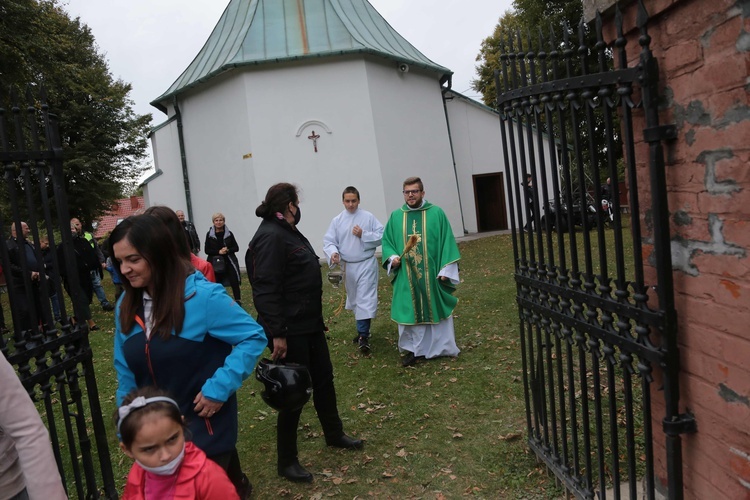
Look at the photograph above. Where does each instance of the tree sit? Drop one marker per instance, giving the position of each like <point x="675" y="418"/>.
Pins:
<point x="533" y="21"/>
<point x="104" y="141"/>
<point x="529" y="17"/>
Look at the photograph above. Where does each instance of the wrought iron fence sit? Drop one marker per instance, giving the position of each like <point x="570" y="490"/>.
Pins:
<point x="51" y="353"/>
<point x="595" y="323"/>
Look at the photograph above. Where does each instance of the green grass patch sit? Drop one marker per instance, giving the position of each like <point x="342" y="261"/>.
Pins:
<point x="442" y="429"/>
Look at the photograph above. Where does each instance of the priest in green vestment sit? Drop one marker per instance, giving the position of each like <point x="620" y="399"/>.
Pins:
<point x="421" y="256"/>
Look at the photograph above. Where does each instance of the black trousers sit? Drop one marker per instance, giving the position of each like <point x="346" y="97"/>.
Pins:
<point x="234" y="280"/>
<point x="230" y="462"/>
<point x="310" y="350"/>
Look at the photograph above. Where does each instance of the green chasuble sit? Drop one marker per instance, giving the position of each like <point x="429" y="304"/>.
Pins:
<point x="419" y="297"/>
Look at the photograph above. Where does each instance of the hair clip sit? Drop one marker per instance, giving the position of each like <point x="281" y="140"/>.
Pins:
<point x="140" y="402"/>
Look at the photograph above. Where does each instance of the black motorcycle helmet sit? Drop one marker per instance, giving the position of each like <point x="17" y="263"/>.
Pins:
<point x="287" y="387"/>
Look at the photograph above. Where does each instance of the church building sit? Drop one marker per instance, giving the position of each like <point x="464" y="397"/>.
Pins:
<point x="323" y="94"/>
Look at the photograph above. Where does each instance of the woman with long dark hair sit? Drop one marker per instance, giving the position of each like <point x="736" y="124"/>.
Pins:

▬▬▬▬▬▬

Could you set down all of the records above word for word, with the pictures left out?

Look at the photograph above. Where does each instance of the tree sit? Drop one marker per instance, giving the position of each like <point x="675" y="418"/>.
Pins:
<point x="533" y="21"/>
<point x="104" y="141"/>
<point x="529" y="17"/>
Look at the photograph above. Where does each instance of the wrought iron fence sit? Drop one marker per instance, giving the position of each like <point x="570" y="490"/>.
Pins:
<point x="51" y="353"/>
<point x="595" y="323"/>
Look at the photograph above. Where does each instance of the green grass patch sit? Drop one marker per instance, giving the position of each like <point x="342" y="261"/>.
Pins:
<point x="442" y="429"/>
Look at the photograph above. Where does each instance of the priest in green vestment sit? Drop one marker per instance, giving the position of each like <point x="620" y="399"/>.
Pins:
<point x="421" y="256"/>
Look at the photograph above. Where does each instance of the black trousers sit? Drop one marker per instance, giving the position of each like <point x="346" y="97"/>.
Pins:
<point x="234" y="280"/>
<point x="230" y="462"/>
<point x="310" y="350"/>
Look at the photograph above. Where does each instance of the green chasuble sit? Drop one marker per instance, giving the position of each like <point x="429" y="304"/>.
Pins:
<point x="419" y="297"/>
Look at the photograph above. Where does each instance of the hair clip sit? Drop one marker per instance, giving the position of each like <point x="281" y="140"/>.
Pins:
<point x="140" y="402"/>
Look at the photograph above. Where does each instance of the black motorcycle helmet sit? Drop one marker per instance, giving the position of each like <point x="17" y="263"/>.
Pins:
<point x="287" y="387"/>
Look at the photograph above. Where does each instance of the church building sit? Drop one marker per instance, giving the position of each like <point x="464" y="397"/>.
Pins:
<point x="323" y="94"/>
Look at the photograph above. Where does each instance of the woman with long dark hair sit? Drop one marker per instance, giving the position of each like <point x="736" y="124"/>.
Pins:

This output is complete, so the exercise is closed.